◆ INSTRUCTIONS:
A - Reproduce the text on short baby naps, starting at "I remember frantically" and ending at "is not pretty.".
B - Pick up the text on short baby naps after its last sentence and continue it.

# EXTRACTED TEXT start

Short naps are in a word: ANNOYING. In more words? Frustrating, tiring, anxiety-giving, maddening... I could go on.
I remember frantically googling any combination of words I could to find an answer to my 6-month-old son's perfectly timed 31 minute naps. (31 minutes? really? what happened to 2 hours?) 'how to make naps longer.' 'why is my baby sleeping 31 minutes' 'why are my baby's naps so short...' 'going crazy with short naps please send help'
I could look up my google history to show you the dark hole I got into... but it is not pretty.
There are a few things I wish I could go back in time and tell myself... Obviously I can't but fortunately I can share them with you! Read below for the list!
1) Many babies just don't take long naps between 4-7 months.

# EXTRACTED TEXT end
# DATA ENTRIES start

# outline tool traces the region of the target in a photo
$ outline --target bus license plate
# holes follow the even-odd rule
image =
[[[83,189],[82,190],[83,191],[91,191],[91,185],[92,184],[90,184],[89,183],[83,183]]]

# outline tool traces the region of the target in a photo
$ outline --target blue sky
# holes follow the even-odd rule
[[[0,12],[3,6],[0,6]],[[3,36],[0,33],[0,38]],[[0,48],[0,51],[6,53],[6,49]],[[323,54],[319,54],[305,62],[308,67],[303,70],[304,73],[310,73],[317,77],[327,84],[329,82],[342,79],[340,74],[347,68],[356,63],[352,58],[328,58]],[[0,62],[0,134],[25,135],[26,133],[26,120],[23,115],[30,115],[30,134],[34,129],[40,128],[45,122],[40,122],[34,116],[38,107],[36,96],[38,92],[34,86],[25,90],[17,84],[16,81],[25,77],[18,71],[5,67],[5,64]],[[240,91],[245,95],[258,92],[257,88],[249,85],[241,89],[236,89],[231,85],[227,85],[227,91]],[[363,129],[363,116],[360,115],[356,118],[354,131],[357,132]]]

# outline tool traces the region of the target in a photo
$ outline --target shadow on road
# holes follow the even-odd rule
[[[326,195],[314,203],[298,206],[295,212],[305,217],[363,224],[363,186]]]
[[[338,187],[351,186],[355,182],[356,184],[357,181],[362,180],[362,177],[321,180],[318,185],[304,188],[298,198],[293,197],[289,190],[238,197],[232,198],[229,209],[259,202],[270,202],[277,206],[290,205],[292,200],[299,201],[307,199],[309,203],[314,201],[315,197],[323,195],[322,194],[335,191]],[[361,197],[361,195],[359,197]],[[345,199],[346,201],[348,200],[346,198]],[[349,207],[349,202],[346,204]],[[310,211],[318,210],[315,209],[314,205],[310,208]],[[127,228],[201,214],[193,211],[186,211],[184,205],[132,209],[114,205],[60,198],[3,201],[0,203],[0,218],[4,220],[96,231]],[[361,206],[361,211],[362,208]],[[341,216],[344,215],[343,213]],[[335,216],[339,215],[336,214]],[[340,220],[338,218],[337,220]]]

# DATA ENTRIES end

◆ SET OF ANSWERS:
A -
I remember frantically googling any combination of words I could to find an answer to my 6-month-old son's perfectly timed 31 minute naps. (31 minutes? really? what happened to 2 hours?) 'how to make naps longer.' 'why is my baby sleeping 31 minutes' 'why are my baby's naps so short...' 'going crazy with short naps please send help'
I could look up my google history to show you the dark hole I got into... but it is not pretty.

B -
This is an age of crazy brain development! There are new milestones (hey I can turn my whole body around?), new discoveries (hey I can see color?), a newfound sense of wanting to be awake (hey I may have FOMO!), and of course it's after the 4 month sleep regression (I need to write about that soon). Don't stress out. Keep encouraging sleep with healthy habits, with good waketimes, and routines, and wait. Just remember that somewhere around 6/7 months naps will naturally get longer. (At this point, if you're anything like me you'll then obsessively text your mom, husband, sister, anyone-you-know, and cry of happiness when your little one suddenly sleeps past the 31 minute mark. And then be terrified that they have stopped breathing... I'm sincerely hoping you are not the anxious wreck I was at this point). If your baby doesn't fit into this age category, or if you'd like to try things out anyway, keep reading this whole list.
2) Some babies are have STRONG sleep associations with you.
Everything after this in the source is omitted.